A Statistical Analysis of Android Issues

I was recently researching an issue with Android phones – the oft-requested ability to record a phone call – and found that this has been an issue in Android since March of 2009 and remains classified as “New.” In fact, most of the issues in the top 1000 (according to users) remains classified as new and has not been allocated to any developers.

Thus, I started wondering about the various Android issues and their relative importance to users and developers. I downloaded the list of the top 1000 issues (in CSV format) – according to the number of stars – and analyzed these results.

Here is what I found out:

  • 63% of issues are more than one year old (12% of issues are over two years old!)
  • 86% of issues are listed as “new” (instead of “assigned” or “needsinfo” or others)
  • 10% of issues are assigned to a person
  • Average age of issues is 431 days (1 year, 2 months)
  • Average defect age is 457 days (1 year, 3 months)
  • Average enhancement request age is 543 days (1 year, 6 months)
  • Reviewed items were the oldest on average, with reviewed defects at 550 days and reviewed enhancements at 749 days.

When you rank the items by the number of stars (user importance) per day (age) some very interesting things come out. The most important issues in this ranking are the following:

  1. Change refund time in Android Market (issue #13116) – 32 days old
  2. Arabic Language Support (issue #5597) – 386 days old
  3. Nexus S reboots during an active call (issue #13674) – 8 days old
  4. Ability to limit Internet access (issue #10481) – 149 days old
  5. IPSEC VPN compatible with Cisco VPNs (issue #3902) – 484 days old
  6. Poor browser performance (issue #13404) – 19 days old
  7. Google Docs support on Android (issue #1865) – 714 days old

These items show one of two things – probably both – that either what users think is important is irrelevant to Google, or alternately, that the items are acted on and the issues tracking list ignored. People commenting on the issues are routinely asking where the Google responses are.

• WHAT IS ASKED:
1. According to the Android issues article, what is the average age of issues?
2. Please put the part of the records that opens with the line containing "the stone wall" and runs through the end of the records into a Markdown table with the columns Row and Line, leaving out blank lines.

• STORED RECORDS:

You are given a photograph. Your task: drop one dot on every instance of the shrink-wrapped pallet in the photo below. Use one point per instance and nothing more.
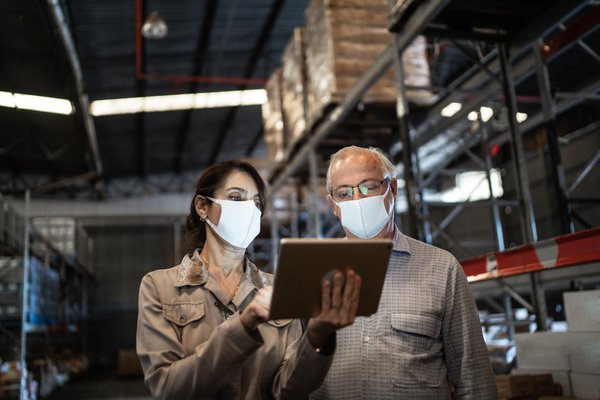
(293, 88)
(343, 38)
(273, 119)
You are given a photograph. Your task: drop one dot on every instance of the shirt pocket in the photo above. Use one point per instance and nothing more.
(182, 314)
(280, 323)
(416, 350)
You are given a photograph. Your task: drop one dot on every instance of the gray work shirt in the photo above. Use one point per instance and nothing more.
(425, 334)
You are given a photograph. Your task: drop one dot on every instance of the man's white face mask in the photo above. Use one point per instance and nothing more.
(239, 223)
(365, 217)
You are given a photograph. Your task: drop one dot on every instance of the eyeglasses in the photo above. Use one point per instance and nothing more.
(368, 187)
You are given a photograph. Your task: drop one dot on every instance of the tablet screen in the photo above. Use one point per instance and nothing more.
(304, 262)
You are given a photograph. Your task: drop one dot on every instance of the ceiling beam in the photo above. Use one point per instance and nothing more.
(140, 90)
(249, 71)
(66, 37)
(204, 36)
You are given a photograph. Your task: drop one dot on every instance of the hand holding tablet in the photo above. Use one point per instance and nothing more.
(305, 263)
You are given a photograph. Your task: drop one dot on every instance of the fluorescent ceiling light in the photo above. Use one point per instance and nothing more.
(36, 103)
(521, 117)
(486, 113)
(451, 109)
(189, 101)
(7, 100)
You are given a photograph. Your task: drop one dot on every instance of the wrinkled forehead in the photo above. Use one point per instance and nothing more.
(238, 180)
(352, 168)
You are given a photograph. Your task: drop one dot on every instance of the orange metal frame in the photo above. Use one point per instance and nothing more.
(561, 251)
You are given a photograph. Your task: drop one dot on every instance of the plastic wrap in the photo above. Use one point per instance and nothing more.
(293, 89)
(343, 37)
(272, 115)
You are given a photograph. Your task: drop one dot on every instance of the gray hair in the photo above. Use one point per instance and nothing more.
(387, 167)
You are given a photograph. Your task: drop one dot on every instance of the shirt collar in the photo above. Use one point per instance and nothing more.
(400, 241)
(193, 272)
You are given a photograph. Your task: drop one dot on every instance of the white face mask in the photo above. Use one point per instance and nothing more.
(239, 223)
(366, 217)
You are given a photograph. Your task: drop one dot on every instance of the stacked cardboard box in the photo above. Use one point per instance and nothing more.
(293, 88)
(524, 386)
(343, 38)
(583, 318)
(273, 119)
(573, 357)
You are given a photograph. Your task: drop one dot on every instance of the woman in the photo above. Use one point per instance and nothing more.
(203, 328)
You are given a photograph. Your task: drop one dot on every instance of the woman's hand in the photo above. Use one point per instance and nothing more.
(339, 303)
(257, 311)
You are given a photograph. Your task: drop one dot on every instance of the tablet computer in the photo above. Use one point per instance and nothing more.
(304, 262)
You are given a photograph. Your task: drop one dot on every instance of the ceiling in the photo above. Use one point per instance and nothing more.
(211, 46)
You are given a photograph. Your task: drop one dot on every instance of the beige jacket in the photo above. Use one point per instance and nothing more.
(190, 350)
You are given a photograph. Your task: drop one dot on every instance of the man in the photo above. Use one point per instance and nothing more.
(426, 334)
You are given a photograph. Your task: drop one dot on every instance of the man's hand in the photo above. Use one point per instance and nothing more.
(339, 303)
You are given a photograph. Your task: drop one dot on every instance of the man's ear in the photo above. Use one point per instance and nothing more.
(334, 207)
(394, 186)
(201, 205)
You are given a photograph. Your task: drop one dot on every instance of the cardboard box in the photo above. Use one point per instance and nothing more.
(572, 351)
(543, 350)
(584, 352)
(585, 386)
(533, 385)
(582, 310)
(560, 377)
(129, 364)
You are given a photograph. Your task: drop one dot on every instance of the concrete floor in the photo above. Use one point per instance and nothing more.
(102, 385)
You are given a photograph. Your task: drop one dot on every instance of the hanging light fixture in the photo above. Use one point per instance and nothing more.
(154, 27)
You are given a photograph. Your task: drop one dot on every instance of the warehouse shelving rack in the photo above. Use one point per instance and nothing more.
(28, 332)
(493, 76)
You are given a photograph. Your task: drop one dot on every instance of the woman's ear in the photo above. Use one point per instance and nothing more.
(201, 205)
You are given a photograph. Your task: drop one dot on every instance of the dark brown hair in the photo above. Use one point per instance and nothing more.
(208, 183)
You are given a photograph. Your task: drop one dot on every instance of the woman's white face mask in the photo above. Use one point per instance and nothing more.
(365, 217)
(239, 223)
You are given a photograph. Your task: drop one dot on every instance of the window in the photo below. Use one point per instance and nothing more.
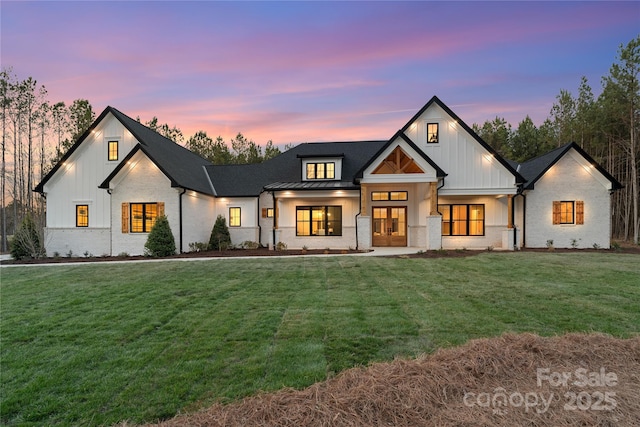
(568, 212)
(112, 151)
(319, 221)
(234, 217)
(462, 220)
(389, 195)
(432, 133)
(321, 170)
(143, 216)
(82, 215)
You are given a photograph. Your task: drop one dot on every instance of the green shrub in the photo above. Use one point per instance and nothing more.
(27, 243)
(160, 241)
(220, 238)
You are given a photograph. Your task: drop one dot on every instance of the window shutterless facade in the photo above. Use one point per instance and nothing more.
(234, 217)
(325, 170)
(143, 216)
(112, 150)
(82, 215)
(462, 220)
(433, 133)
(319, 221)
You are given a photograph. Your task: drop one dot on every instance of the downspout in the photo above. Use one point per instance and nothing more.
(513, 216)
(357, 215)
(109, 190)
(275, 214)
(258, 216)
(524, 215)
(180, 218)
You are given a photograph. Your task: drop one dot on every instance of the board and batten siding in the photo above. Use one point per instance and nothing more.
(76, 183)
(141, 182)
(470, 168)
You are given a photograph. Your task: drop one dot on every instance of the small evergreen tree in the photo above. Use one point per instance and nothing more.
(220, 237)
(160, 241)
(26, 243)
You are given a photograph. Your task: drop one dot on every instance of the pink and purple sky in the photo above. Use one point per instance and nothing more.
(313, 71)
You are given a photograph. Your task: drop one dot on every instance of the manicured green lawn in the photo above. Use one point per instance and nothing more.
(94, 345)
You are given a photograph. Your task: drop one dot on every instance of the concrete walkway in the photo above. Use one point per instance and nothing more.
(374, 252)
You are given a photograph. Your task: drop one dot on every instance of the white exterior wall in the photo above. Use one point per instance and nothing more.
(571, 178)
(142, 182)
(287, 219)
(495, 222)
(266, 224)
(418, 207)
(76, 183)
(470, 168)
(197, 219)
(248, 229)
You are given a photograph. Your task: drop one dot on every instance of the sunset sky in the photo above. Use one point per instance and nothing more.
(313, 71)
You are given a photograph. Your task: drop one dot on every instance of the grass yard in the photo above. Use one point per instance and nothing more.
(98, 344)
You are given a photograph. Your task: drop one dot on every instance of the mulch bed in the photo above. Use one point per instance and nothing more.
(443, 253)
(512, 380)
(202, 254)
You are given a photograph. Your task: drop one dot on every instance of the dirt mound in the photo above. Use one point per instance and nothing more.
(513, 380)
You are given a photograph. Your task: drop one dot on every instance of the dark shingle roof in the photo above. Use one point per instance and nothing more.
(532, 170)
(184, 168)
(436, 100)
(405, 138)
(285, 171)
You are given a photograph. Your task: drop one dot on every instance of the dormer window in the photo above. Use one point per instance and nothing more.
(432, 133)
(112, 151)
(324, 170)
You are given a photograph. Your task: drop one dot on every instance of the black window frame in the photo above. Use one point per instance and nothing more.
(144, 205)
(430, 134)
(109, 151)
(563, 211)
(327, 221)
(239, 216)
(467, 220)
(388, 197)
(315, 171)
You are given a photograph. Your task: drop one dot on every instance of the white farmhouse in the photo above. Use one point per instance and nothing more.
(435, 184)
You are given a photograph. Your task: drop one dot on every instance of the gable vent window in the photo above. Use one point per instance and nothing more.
(112, 151)
(568, 212)
(325, 170)
(432, 133)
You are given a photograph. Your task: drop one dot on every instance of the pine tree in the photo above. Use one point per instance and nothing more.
(220, 238)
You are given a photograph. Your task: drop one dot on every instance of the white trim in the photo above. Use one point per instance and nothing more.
(477, 191)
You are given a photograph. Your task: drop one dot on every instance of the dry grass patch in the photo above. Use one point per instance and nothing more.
(462, 386)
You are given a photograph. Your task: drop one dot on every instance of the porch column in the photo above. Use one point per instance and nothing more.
(363, 199)
(510, 211)
(433, 194)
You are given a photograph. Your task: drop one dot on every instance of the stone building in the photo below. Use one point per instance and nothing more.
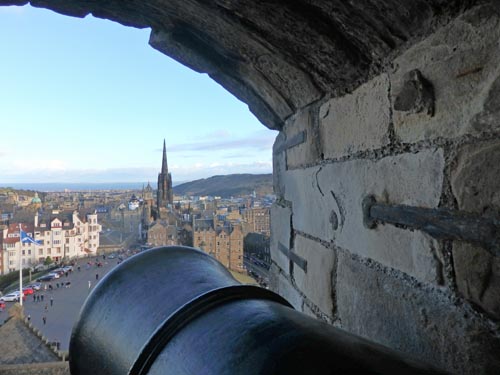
(61, 235)
(165, 192)
(224, 243)
(160, 233)
(258, 219)
(380, 106)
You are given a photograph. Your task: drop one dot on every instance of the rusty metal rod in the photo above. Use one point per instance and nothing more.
(440, 223)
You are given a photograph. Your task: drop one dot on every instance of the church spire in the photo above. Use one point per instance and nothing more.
(164, 166)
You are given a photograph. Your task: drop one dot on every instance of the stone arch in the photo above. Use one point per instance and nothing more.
(320, 48)
(393, 100)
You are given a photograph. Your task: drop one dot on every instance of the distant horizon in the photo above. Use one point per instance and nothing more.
(85, 186)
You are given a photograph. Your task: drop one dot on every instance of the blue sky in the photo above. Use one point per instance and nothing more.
(88, 100)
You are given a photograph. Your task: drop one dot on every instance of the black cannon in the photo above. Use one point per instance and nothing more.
(175, 310)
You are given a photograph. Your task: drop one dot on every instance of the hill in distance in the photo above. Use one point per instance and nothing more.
(226, 186)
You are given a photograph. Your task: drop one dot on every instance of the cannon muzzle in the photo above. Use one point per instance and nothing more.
(176, 310)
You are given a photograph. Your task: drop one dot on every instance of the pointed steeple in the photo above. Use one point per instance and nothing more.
(164, 166)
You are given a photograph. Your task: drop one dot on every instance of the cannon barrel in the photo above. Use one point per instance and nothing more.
(176, 310)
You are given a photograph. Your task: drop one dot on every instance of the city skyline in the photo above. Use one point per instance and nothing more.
(88, 100)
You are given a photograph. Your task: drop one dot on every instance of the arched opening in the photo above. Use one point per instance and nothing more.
(393, 101)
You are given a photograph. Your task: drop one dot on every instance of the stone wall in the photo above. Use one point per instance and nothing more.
(49, 368)
(424, 132)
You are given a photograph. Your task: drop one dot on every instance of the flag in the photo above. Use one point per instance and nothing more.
(27, 239)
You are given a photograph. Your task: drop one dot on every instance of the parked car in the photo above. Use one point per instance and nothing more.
(48, 277)
(12, 297)
(35, 286)
(58, 271)
(28, 290)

• ANSWERS TO THE TASKS:
1. 431 days (1 year, 2 months)

2.
| Row | Line |
|---|---|
| 1 | You are given a photograph. Your task: drop one dot on every instance of the stone wall in the photo above. Use one point per instance and nothing more. |
| 2 | (49, 368) |
| 3 | (424, 132) |
| 4 | You are given a photograph. Your task: drop one dot on every instance of the flag in the photo above. Use one point per instance and nothing more. |
| 5 | (27, 239) |
| 6 | You are given a photograph. Your task: drop one dot on every instance of the parked car in the photo above. Use one point per instance and nothing more. |
| 7 | (48, 277) |
| 8 | (12, 297) |
| 9 | (35, 286) |
| 10 | (58, 271) |
| 11 | (28, 290) |